以下の資料の全行を、最初から最後まで一字一句変えずに書き写すこと。画像は省く。

**提示資料:**
◇ ◇ ◇ ◇ ◇ ◇ ◇

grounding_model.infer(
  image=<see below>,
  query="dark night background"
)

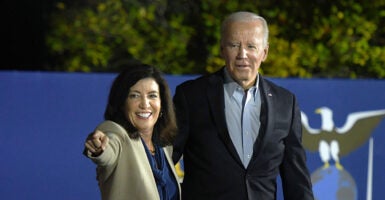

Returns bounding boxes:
[0,0,58,70]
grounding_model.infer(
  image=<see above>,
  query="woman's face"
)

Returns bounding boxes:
[124,78,161,134]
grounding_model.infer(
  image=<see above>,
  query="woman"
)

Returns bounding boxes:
[85,65,180,200]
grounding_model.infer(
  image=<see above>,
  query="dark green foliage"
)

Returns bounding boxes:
[46,0,385,78]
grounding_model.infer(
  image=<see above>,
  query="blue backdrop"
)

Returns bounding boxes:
[0,71,385,200]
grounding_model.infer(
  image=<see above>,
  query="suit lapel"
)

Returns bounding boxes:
[249,76,275,167]
[206,69,243,166]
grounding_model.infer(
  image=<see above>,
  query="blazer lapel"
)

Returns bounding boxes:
[206,69,243,166]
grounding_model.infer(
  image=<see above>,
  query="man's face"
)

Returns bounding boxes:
[221,20,268,89]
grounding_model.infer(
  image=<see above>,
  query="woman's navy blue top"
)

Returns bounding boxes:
[142,140,179,200]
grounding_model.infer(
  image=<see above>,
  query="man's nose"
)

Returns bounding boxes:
[237,46,247,58]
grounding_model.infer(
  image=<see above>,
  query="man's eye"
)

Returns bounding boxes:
[229,43,239,48]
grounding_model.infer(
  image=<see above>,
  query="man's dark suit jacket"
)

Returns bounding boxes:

◇ ◇ ◇ ◇ ◇ ◇ ◇

**実行結果:**
grounding_model.infer(
  image=<see below>,
  query="dark night background"
)


Returns bounding boxes:
[0,0,58,70]
grounding_model.infer(
  image=<see above>,
  query="woman's face"
)

Returns bounding boxes:
[124,78,161,134]
grounding_model.infer(
  image=<see above>,
  query="woman"
)

Returns bounding boxes:
[85,65,180,200]
grounding_model.infer(
  image=<see above>,
  query="dark green foliage"
)

Returns bounding boxes:
[46,0,385,78]
grounding_model.infer(
  image=<see above>,
  query="blue backdrop"
)

Returns bounding boxes:
[0,71,385,200]
grounding_model.infer(
  image=<see above>,
  query="suit lapel"
)

Returns bounding boxes:
[249,76,275,167]
[206,69,243,166]
grounding_model.infer(
  image=<see above>,
  query="blazer lapel"
)

Returns bounding boxes:
[206,69,243,166]
grounding_model.infer(
  image=<see above>,
  query="man's face"
)

Returns bounding boxes:
[221,20,268,89]
grounding_model.infer(
  image=<see above>,
  query="woman's navy blue top"
)

Returns bounding boxes:
[142,140,179,200]
grounding_model.infer(
  image=<see above>,
  query="man's nose"
)

Returns bounding boxes:
[237,46,247,58]
grounding_model.infer(
  image=<see above>,
  query="man's eye"
)

Returns bounding boxes:
[229,43,239,48]
grounding_model.infer(
  image=<see above>,
  query="man's dark suit jacket"
)

Returns bounding boxes:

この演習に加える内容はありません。